→ TEXT EXCERPT

One can get an idea of how much two stocks covary by looking at the covariance matrix, but if two stocks covary because of mutual dependence on a confounding variable, the covariance matrix will not reveal it. However, the precision matrix might. The precision matrix is proportional to the partial correlations matrix and partial correlations. These numbers can provide a measure of how correlated two stocks are, independently of their relationship to all other stocks. They constitute a kind of ceteris paribus correlation, i.e. the correlation of the two stocks all other influences being equal, which by its nature excludes the influence of confounding variables.

Thus in addition to clustering, we will use conditional correlation to measure how suitable pairs are to be tested for cointegration. This should both increase the percentage of successful cointegration tests by restricting tests to the most interesting candidates as well as help us devise pair trading strategies that are beta neutral.

Solution to the problem of overused sector pairs:

Recall that restricting the search for pairs to industry sectors has certain advantages. Pairs within a sector are more likely to cointegrate and fewer tests are necessary, so cointegration tests are less subject to multiple comparisons bias. But as indicated earlier, the downside of restricting the search to industry sectors is that a large number of investors already use this strategy, which means it is a crowded field and most trading profits have been arbitraged away. So instead of using sectors, I will apply clustering techniques to limit the number of tests yet apply them to the entire market with a view to finding pair candidates that straddle sector boundaries.

I will use sector-wide pair searches for benchmarking purposes only. This should show us what level of success we could expect to achieve with sector-wide searches then allow us to compare that success with the success we achieve when tackling all the stocks in the market at once.

Solution to the problem of large numbers of features:

Large numbers of features can lead to ill-conditioned empirical covariance matrices, and even when there are more observations than features, the empirical covariance matrix can be ill-conditioned if features are highly correlated. Thus we have two objectives in this project that are in tension with one another: (1) the search for cointegrated pairs across a large number of stocks that and (2) the need for a well-conditioned empirical covariance matrix.

We address this problem by regularizing the covariance matrix calculation using Graph-Lasso, which is the approach employed in the SciKit Learn project Visualizing Stock Market Structure.

Evaluation Metrics

We need a metric to measure the success of the techniques we use to narrow the scope of our search for cointegrated pairs. One measure of that success is the number of cointegrated pairs we find divided by the number of pairs tested. The higher the percentage of successful cointegrations, the more effective our methods of choosing candidate pairs. Benchmark Model

I use two different benchmarks in this project. On the one hand, I cluster on sector data, as indicated above, then calculate the percentage of cointegrated pairs I am able to find and compare that percentage to the percentage of successful cointegrations I can achieve clustering on the entire market.

As a second type of benchmark, I use a project developed by Jonathan Larkin, the former Chief Investment Officer of Quantopian, which addresses the problem of too many features in a different way from the SciKit Learn project. Instead of regularizing the covariance matrix, Larkin uses PCA dimension reduction in a novel way. We cannot achieve stable covariance estimation by reducing the number of stocks, because our purpose is to explore the properties of stocks! So how can we use PCA?

→ COLLECTED MATERIAL
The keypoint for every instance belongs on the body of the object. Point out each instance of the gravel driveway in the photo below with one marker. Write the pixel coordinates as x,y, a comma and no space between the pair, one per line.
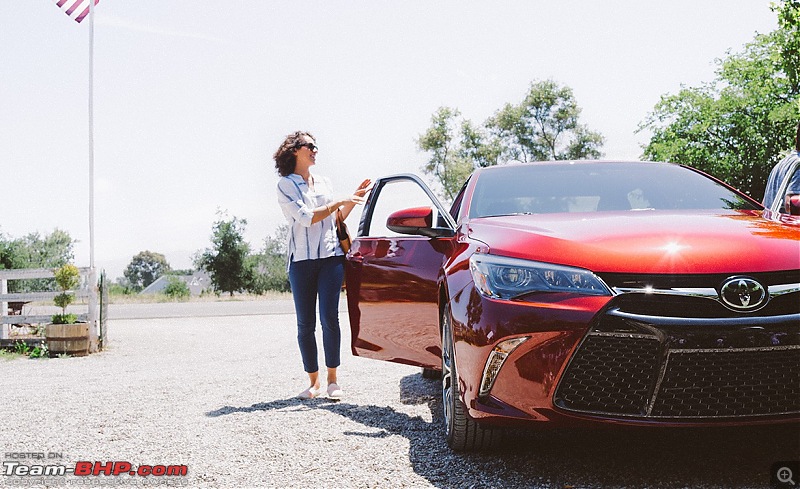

→ WRITTEN TASKS
a: Quote the pair-trading text from "Large numbers of features can" up to and including "Stock Market Structure.".
b: In the pair-trading text, what technique is used to regularize the covariance matrix calculation?
The lines are separate material, apart from the pair-trading text.

→ EXERCISE RESPONSES
a:
Large numbers of features can lead to ill-conditioned empirical covariance matrices, and even when there are more observations than features, the empirical covariance matrix can be ill-conditioned if features are highly correlated. Thus we have two objectives in this project that are in tension with one another: (1) the search for cointegrated pairs across a large number of stocks that and (2) the need for a well-conditioned empirical covariance matrix.

We address this problem by regularizing the covariance matrix calculation using Graph-Lasso, which is the approach employed in the SciKit Learn project Visualizing Stock Market Structure.

b: Graph-Lasso